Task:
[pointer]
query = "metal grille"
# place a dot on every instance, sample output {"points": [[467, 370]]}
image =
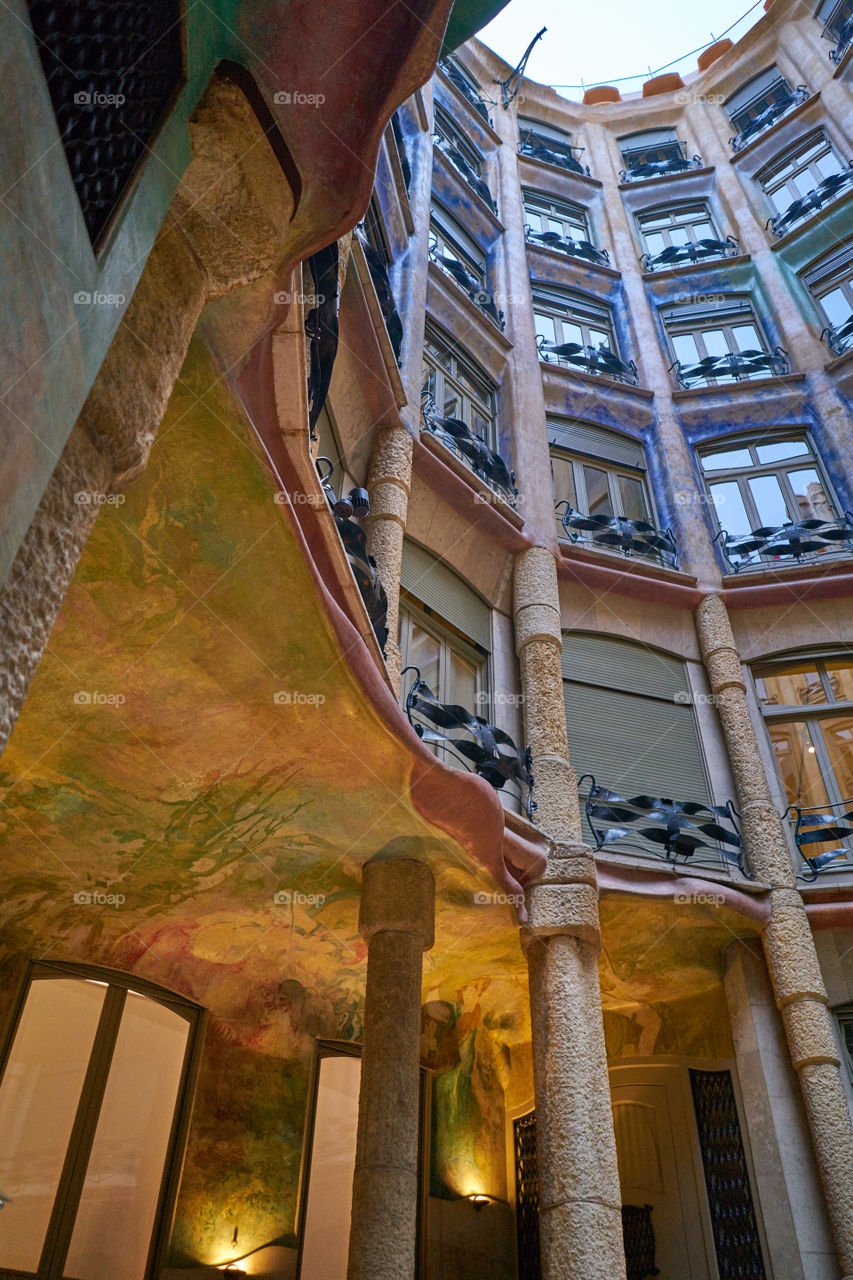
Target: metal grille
{"points": [[112, 67], [733, 1216], [527, 1197]]}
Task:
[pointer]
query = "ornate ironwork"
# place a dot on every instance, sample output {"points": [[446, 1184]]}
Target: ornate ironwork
{"points": [[322, 329], [680, 827], [821, 195], [565, 245], [460, 163], [658, 168], [537, 149], [787, 542], [740, 365], [638, 1235], [347, 511], [482, 748], [468, 283], [771, 113], [820, 824], [733, 1215], [457, 80], [620, 534], [839, 338], [112, 68], [593, 360], [456, 435], [527, 1197], [384, 295], [694, 251]]}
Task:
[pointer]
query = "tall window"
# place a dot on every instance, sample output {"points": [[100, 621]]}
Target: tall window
{"points": [[765, 483], [807, 704], [92, 1083], [457, 387]]}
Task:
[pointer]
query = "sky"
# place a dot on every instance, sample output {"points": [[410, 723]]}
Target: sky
{"points": [[624, 40]]}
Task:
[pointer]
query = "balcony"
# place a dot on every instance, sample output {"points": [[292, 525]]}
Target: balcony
{"points": [[824, 193], [638, 169], [469, 284], [565, 245], [471, 96], [620, 534], [807, 539], [537, 149], [694, 251], [463, 165], [767, 117], [670, 828], [821, 824], [839, 338], [475, 744], [738, 366], [347, 511], [484, 462], [592, 360]]}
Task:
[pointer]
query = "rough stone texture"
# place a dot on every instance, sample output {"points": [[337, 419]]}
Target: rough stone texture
{"points": [[44, 566], [397, 912], [579, 1196]]}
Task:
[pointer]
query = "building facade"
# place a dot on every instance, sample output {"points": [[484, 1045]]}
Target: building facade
{"points": [[428, 675]]}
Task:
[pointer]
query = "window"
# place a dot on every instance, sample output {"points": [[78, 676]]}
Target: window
{"points": [[807, 704], [799, 170], [675, 225], [765, 483], [457, 387], [95, 1075], [730, 329]]}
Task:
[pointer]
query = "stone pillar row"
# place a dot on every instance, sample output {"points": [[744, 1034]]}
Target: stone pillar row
{"points": [[788, 942]]}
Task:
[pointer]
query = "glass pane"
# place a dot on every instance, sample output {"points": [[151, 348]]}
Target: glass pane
{"points": [[39, 1097], [797, 763], [597, 492], [115, 1216], [633, 498], [780, 449], [838, 736], [770, 501], [810, 494], [798, 685], [729, 507]]}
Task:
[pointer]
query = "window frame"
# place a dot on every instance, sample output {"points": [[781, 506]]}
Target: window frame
{"points": [[63, 1216]]}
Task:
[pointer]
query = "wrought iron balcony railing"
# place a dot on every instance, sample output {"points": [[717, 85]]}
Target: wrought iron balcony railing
{"points": [[839, 338], [470, 176], [771, 113], [384, 295], [638, 169], [792, 542], [482, 748], [824, 193], [468, 283], [457, 437], [593, 360], [347, 511], [682, 828], [821, 824], [537, 149], [565, 245], [468, 91], [620, 534], [740, 365], [694, 251]]}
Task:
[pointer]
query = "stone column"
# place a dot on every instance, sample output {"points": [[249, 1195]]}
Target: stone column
{"points": [[580, 1225], [789, 946], [397, 920], [389, 484]]}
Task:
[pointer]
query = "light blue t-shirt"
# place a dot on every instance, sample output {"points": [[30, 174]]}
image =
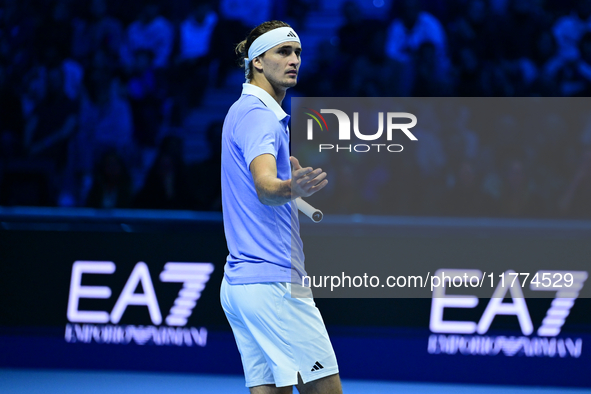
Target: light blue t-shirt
{"points": [[263, 241]]}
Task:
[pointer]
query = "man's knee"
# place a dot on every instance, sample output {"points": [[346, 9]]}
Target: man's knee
{"points": [[326, 385]]}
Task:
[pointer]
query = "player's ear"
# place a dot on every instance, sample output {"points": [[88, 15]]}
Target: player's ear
{"points": [[258, 64]]}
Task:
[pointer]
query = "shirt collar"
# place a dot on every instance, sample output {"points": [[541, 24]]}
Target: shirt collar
{"points": [[266, 98]]}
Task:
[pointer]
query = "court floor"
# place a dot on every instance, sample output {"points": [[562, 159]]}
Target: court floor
{"points": [[29, 381]]}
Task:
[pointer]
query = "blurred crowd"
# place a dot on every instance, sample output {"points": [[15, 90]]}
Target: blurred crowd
{"points": [[91, 94]]}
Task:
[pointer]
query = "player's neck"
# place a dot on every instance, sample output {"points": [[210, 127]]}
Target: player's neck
{"points": [[278, 94]]}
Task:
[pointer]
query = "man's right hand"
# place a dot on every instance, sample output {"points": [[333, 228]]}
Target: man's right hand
{"points": [[305, 181]]}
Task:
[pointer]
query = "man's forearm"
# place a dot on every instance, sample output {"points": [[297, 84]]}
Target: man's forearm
{"points": [[273, 191]]}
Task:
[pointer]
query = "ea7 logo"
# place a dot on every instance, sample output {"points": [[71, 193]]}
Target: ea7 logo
{"points": [[194, 276], [551, 325], [345, 124]]}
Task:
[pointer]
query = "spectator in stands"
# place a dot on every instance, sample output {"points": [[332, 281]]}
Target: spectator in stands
{"points": [[52, 123], [430, 79], [569, 29], [106, 121], [411, 28], [97, 31], [145, 91], [12, 123], [166, 186], [205, 176], [190, 74], [111, 186], [372, 74], [151, 32]]}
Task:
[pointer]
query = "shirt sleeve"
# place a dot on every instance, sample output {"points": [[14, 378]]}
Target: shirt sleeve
{"points": [[258, 134]]}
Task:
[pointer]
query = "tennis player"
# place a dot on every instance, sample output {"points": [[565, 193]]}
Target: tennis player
{"points": [[281, 338]]}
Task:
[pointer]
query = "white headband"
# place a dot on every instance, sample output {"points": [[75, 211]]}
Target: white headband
{"points": [[267, 41]]}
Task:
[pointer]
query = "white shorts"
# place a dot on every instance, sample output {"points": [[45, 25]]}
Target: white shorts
{"points": [[277, 335]]}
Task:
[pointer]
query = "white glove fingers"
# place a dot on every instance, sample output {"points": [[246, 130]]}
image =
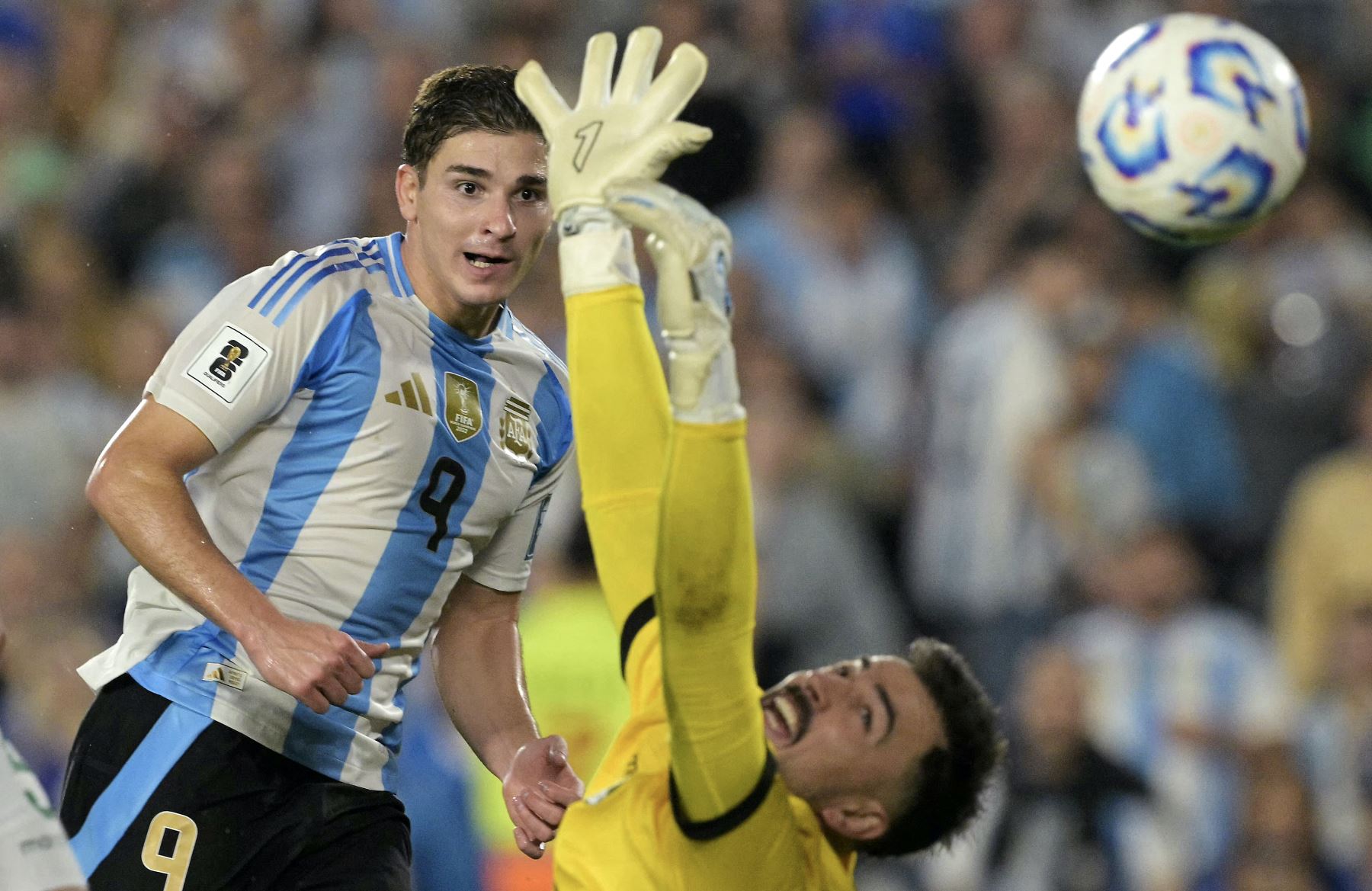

#####

WHAT YOU NEED TO DO
Exclude the pictures and transcribe all of the entries exactly.

TASK RESULT
Task:
[pointer]
query = "metal grille"
# place a dot on every instance, sample output {"points": [[467, 370]]}
image =
Target: metal grille
{"points": [[112, 67], [733, 1216], [527, 1197]]}
Task:
[pointer]
query = "ornate ironwork"
# place a dot on every instance, sample output {"points": [[446, 1184]]}
Target: ornate ironwork
{"points": [[322, 329], [680, 827], [821, 195], [565, 245], [460, 163], [658, 168], [537, 149], [787, 542], [740, 365], [638, 1235], [347, 511], [482, 748], [468, 283], [771, 113], [820, 824], [733, 1215], [457, 80], [620, 534], [839, 338], [112, 68], [593, 360], [456, 435], [527, 1197], [384, 295], [694, 251]]}
Task:
[pointer]
query = "tall window"
# place a dot on every instance, sample output {"points": [[100, 621]]}
Target: tall window
{"points": [[765, 483], [807, 704], [92, 1083], [457, 387]]}
Task:
[pointer]
query = "sky"
# place a dot on every instance, sample output {"points": [[410, 723]]}
Target: sky
{"points": [[624, 40]]}
Task:
[pointer]
query = "balcony"
# place a dot on every instance, sample output {"points": [[292, 525]]}
Target: balcony
{"points": [[824, 193], [638, 169], [469, 284], [565, 245], [471, 96], [620, 534], [807, 539], [537, 149], [694, 251], [463, 165], [767, 117], [670, 828], [821, 824], [839, 338], [475, 744], [738, 366], [347, 511], [484, 462], [592, 360]]}
Task:
[pointer]
query = "rough stone texture"
# place a dot on every instance, sample output {"points": [[337, 419]]}
Target: rough stone texture
{"points": [[44, 566], [397, 912], [579, 1196]]}
Task:
[pointer]
query = "building facade"
# place a dot on every instance, sample output {"points": [[484, 1045]]}
Target: building facade
{"points": [[428, 675]]}
Task:
[pointer]
query = "window"
# place a dot on every instance, sample output {"points": [[78, 676]]}
Target: window
{"points": [[807, 704], [799, 170], [675, 225], [765, 483], [457, 387], [95, 1075], [730, 329]]}
Task:
[pointer]
query = "stone pillar row"
# place a dot on every instance, sample output {"points": [[744, 1034]]}
Target: stone pillar row
{"points": [[788, 942]]}
Task:
[pointer]
query = "glass pane"
# place a dot on every instance, sample output {"points": [[151, 348]]}
Target: glass pane
{"points": [[39, 1097], [797, 763], [597, 492], [115, 1216], [633, 498], [780, 449], [838, 736], [770, 501], [810, 494], [798, 685], [729, 507]]}
Task:
[pointer]
query = "window frame"
# place a dot on every instance, sample output {"points": [[781, 506]]}
Target: window frame
{"points": [[63, 1216]]}
Task:
[pointer]
query = "wrought iron balcony railing"
# place a dot on every instance, sample output {"points": [[717, 85]]}
Target: wrought iron balcony railing
{"points": [[839, 338], [470, 176], [771, 113], [384, 295], [638, 169], [792, 542], [482, 748], [824, 193], [468, 283], [457, 437], [593, 360], [347, 511], [682, 828], [821, 824], [537, 149], [565, 245], [468, 91], [620, 534], [740, 365], [694, 251]]}
Task:
[pointer]
query = "stone column"
# place a dot on every instance, sample output {"points": [[249, 1195]]}
Target: stone column
{"points": [[580, 1225], [789, 946], [397, 920], [389, 484]]}
Task:
[pointer]
query = "light blue t-shirt"
# place a dot on every instance, sample output {"points": [[30, 174]]}
image =
Target: light blue t-shirt
{"points": [[263, 241]]}
Task:
[pointer]
query = "man's knee"
# place a dot on every instance, sample output {"points": [[346, 9]]}
Target: man's knee
{"points": [[326, 385]]}
Task:
[pointer]
query = "player's ear"
# place a dot on every instance, sample output {"points": [[88, 15]]}
Target: player's ear
{"points": [[258, 64]]}
Task:
[pointer]
query = "shirt collar"
# place a dot on every instance, sample output {"points": [[541, 24]]}
Target: shirt collar
{"points": [[266, 98]]}
Task:
[pointer]
query = "court floor"
# place a dot on every instance, sample output {"points": [[562, 159]]}
Target: court floor
{"points": [[29, 381]]}
Task:
[pointer]
query = "blurred crowd"
# place a dot on every instance, sample output {"points": [[15, 90]]}
Target: blurred crowd
{"points": [[91, 94]]}
Task:
[pointer]
query = "player's neck"
# place a dot on every instance, sample output {"points": [[210, 127]]}
Target: player's neck
{"points": [[278, 94]]}
Task:
[pointer]
query = "man's right hand"
# place a dot on every instance, sample output {"points": [[333, 228]]}
Target: man's right hand
{"points": [[305, 181]]}
Task:
[pointer]
query = "man's forearm"
# place a dot on every instance, sample output {"points": [[297, 84]]}
Target: man's forearm
{"points": [[273, 191]]}
Task:
[pointer]
query = "ea7 logo"
# place a dot on every instance, sample output {"points": [[71, 193]]}
Target: ea7 logo
{"points": [[194, 276], [551, 325], [345, 124]]}
Task:
[pointer]
query = "spectator in stands"
# place a dot on every instance, sample output {"points": [[332, 281]]}
Target: spectator in stands
{"points": [[52, 123], [430, 79], [569, 29], [106, 121], [411, 28], [97, 31], [145, 91], [12, 123], [166, 186], [205, 176], [190, 74], [111, 186], [372, 74], [151, 32]]}
Task:
[pointer]
query = "shirt sleeve"
# place a dot on every instance, sample output {"points": [[14, 378]]}
Target: shirt sleeve
{"points": [[258, 134]]}
Task:
[pointer]
query = "tennis player"
# place a dot on every instance, sample output {"points": [[565, 193]]}
Target: tennis player
{"points": [[281, 338]]}
Task:
[pointer]
query = "white headband"
# place a dot on every instance, sample output {"points": [[75, 211]]}
Target: white headband
{"points": [[267, 41]]}
Task:
[pointer]
query = "white shorts"
# place a dot on every instance, sample output {"points": [[45, 25]]}
Target: white shorts
{"points": [[277, 335]]}
Task:
[pointer]
query = "white glove fingers"
# place a dot on every instance, sample output {"points": [[246, 130]]}
image =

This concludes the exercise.